-- PROVIDED DATA follows --
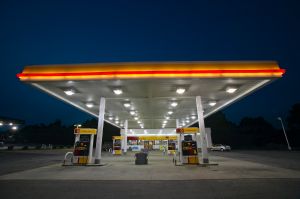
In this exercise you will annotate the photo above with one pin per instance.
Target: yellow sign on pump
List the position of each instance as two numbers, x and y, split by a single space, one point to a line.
151 138
87 131
190 130
117 137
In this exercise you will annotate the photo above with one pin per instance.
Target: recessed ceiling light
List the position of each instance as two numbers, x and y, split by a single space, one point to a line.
231 89
69 92
212 103
127 105
174 104
180 90
89 105
118 91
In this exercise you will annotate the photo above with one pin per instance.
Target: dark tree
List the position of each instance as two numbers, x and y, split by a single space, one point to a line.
293 121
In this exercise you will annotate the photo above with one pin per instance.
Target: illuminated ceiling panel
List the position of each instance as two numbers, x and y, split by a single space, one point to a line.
150 88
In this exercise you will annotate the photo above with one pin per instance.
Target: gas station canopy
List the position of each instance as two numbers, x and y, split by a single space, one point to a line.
152 95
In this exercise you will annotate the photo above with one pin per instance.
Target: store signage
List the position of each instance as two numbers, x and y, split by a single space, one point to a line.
117 137
189 130
81 131
157 138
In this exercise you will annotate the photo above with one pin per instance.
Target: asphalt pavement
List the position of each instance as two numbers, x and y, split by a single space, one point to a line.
251 174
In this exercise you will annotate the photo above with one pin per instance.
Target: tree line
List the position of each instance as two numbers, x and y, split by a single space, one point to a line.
248 133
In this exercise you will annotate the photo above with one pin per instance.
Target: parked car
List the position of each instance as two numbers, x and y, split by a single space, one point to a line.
220 147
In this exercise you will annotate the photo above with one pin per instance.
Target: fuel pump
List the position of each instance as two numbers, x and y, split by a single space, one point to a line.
117 150
171 147
187 148
83 147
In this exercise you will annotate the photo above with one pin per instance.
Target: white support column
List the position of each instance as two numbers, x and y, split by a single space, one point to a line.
203 140
100 131
125 135
91 148
122 132
179 142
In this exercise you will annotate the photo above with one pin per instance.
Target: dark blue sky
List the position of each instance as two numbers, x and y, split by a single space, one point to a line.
58 32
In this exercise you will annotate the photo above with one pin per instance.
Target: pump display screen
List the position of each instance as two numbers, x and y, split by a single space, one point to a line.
189 148
82 146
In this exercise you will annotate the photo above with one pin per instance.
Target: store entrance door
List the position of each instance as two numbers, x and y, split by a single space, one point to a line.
148 145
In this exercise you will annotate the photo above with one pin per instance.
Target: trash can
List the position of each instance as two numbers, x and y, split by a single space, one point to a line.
141 158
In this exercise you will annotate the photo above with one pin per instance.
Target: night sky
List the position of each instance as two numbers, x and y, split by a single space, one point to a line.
61 32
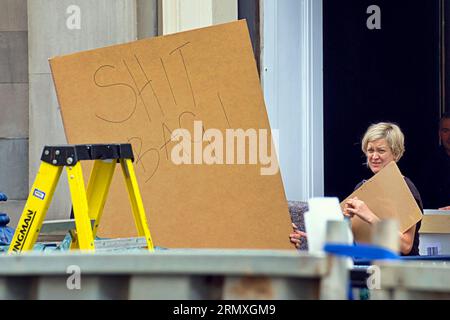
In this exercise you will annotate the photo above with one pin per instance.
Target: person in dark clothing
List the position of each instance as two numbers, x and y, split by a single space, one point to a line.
436 171
382 143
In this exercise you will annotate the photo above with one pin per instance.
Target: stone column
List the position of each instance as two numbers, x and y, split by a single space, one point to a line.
58 27
13 106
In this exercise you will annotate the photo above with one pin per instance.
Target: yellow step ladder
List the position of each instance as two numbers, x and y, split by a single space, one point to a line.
87 205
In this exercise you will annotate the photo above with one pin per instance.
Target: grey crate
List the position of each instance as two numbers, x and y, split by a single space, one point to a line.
408 280
165 274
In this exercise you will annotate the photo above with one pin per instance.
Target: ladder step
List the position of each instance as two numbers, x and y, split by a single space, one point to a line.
120 243
53 226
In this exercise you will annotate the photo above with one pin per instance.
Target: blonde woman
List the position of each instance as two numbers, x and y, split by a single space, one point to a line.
382 143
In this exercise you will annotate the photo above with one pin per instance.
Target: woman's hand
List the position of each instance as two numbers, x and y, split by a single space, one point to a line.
297 237
359 208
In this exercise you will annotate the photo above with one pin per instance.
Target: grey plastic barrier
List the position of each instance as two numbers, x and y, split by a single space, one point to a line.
411 280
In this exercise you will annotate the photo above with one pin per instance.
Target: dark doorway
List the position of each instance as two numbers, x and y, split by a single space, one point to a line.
249 10
388 74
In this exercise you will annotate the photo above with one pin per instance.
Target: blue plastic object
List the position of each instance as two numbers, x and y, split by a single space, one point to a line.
361 251
6 233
-- PROVIDED DATA concluded --
§ AIM OF THE TASK
Word for word, print out all of the records above; pass over the pictures.

§ YOUR RESPONSE
In this exercise you will annotate the photo above with one pin per instance.
Target: yellow sign on pump
List the position of each instance as two numbers, x and y, split by a single space, one point to a line.
151 138
87 131
190 130
117 137
In this exercise you will annotate the photo above with one pin per instance.
Target: recessed ceiling light
List the position of each instance as two numbers, x and y, split by a single space, one point to a line.
231 89
69 92
212 103
127 105
174 104
180 90
89 105
118 91
In this exercise you will annotate the photo above with one pin per instance.
Target: dark tree
List the position of each instance as two numbers, x and y, split by a single space, one point to a line.
293 121
In this exercise you will annotate the photo above with one pin per instance.
Target: illuminated ceiling panel
List the position of each instance as two numbers, x and y, split by a single space, one point to a line.
150 88
In this exercise you will annotate the photo above with one pin per instance.
Target: gas station canopy
List the position of each instance as two numbers, x and y, split by a single space, one point to a line.
152 95
In this exercise you will annotate the photo above with one pin per instance.
Target: store signage
List the position of each instance as two numbers, x and y, split by a single space, one point to a line.
117 137
189 130
81 131
157 138
In this exercise you will annotate the photo above with one pin per instance.
Target: asphalt pavement
List the position of each instance as two numbers, x and y, split by a single space, one point to a line.
251 174
In this exercise you will annotate the photo above with one pin per instance.
Target: tree line
List the position of each instance as two numbers, x and y, split by a single space, one point to a line.
248 133
In this exercise you will annotate the photo above with one pin per instance.
Target: parked car
List the position of each instance as two numbers, x and y, split by a single space, one point to a line.
220 147
In this exercise you will annotate the photo above with one pin per instance.
Target: fuel pump
List the position of each instance as two numbers, x and y, split by a single space, one point to a line.
117 150
171 147
187 148
83 147
In this exercise you will annotate the photo above with one pin per instance.
Target: white support column
List the position of each instance as two numbers, x and y, split by a single space, one point to a line.
203 140
100 131
125 135
91 148
122 132
179 142
In this exercise you will annotate the photo above with one pin per instance.
Target: dark blue sky
List the position of each instance as two numbers, x and y, split by a single space, one point to a line.
58 32
In this exercise you will annotate the photo above with one pin per instance.
Target: pump display screen
List the position of each instance as two numbers, x and y, split by a single space, one point to a line.
189 148
82 146
In this exercise you will annotate the photo above with one pin per instance.
Target: store entrance door
List the position of each instance as two numbers, x and y, split by a single space, one point to a line.
148 145
In this exercise you will annotate the photo above with one pin per instance.
Target: trash can
List the position of each instance as two numbers, x and y, split by a single space, one point to a line.
141 158
In this exercise you will annotate the photo above with one pin per instance.
Target: night sky
List the position of each instance as two numbers, x and y, split by a single space, one point to a line.
61 32
In this exercise you will annotate the photo above with one pin per instance.
Target: person in dark clothing
List the position of each instance as two numbers, x and y, split by a single space, one point to a line.
436 171
382 143
In this exercise you will annotate the photo above with one pin per instance.
Target: stone column
List the position of each instance as two numbers, x and y, split by a single space, one point to a line.
58 27
13 106
In this exercise you will annotate the photo above with one pin per instance.
Target: yellow step ladder
List the position of each instance as two numbers, x and y, split by a single space, one point to a line.
87 205
In this exercise you will annotate the photo above with one pin per instance.
Target: grey crate
List the position of each instance as two numbers, x and y, split by a single space, one point to a line.
408 280
165 274
In this exercise you will annotate the photo above with one pin per instance.
Target: ladder step
List the position of each instance as two numbers, x and y, split by a single space, one point to a line.
120 243
53 226
In this exercise you will annotate the photo above with one pin per instance.
Target: blonde woman
List the position of each instance as two numbers, x and y, split by a single space, one point to a line.
382 143
In this exercise you will annotate the photo above with one pin per instance.
Target: woman's hand
List the position of each instance as two numbers, x and y, split by a single space, one point to a line.
297 237
359 208
In this exercise you will annotate the photo above with one pin per instance.
Target: grey plastic barrier
List the position of each instance as two numbers, x and y, split by a single space, one point to a line.
411 280
In this exercise you will annotate the photo above with one pin per instance.
Target: dark doorway
List the position of each instance as two numbers, x and y, split by a single space, one point to a line.
249 10
388 74
In this exercise you will annotate the photo above with one pin per instance.
Target: blue plastic object
List the position of each instance as two numbers, x and y, split by a single space, one point to a line.
361 251
6 233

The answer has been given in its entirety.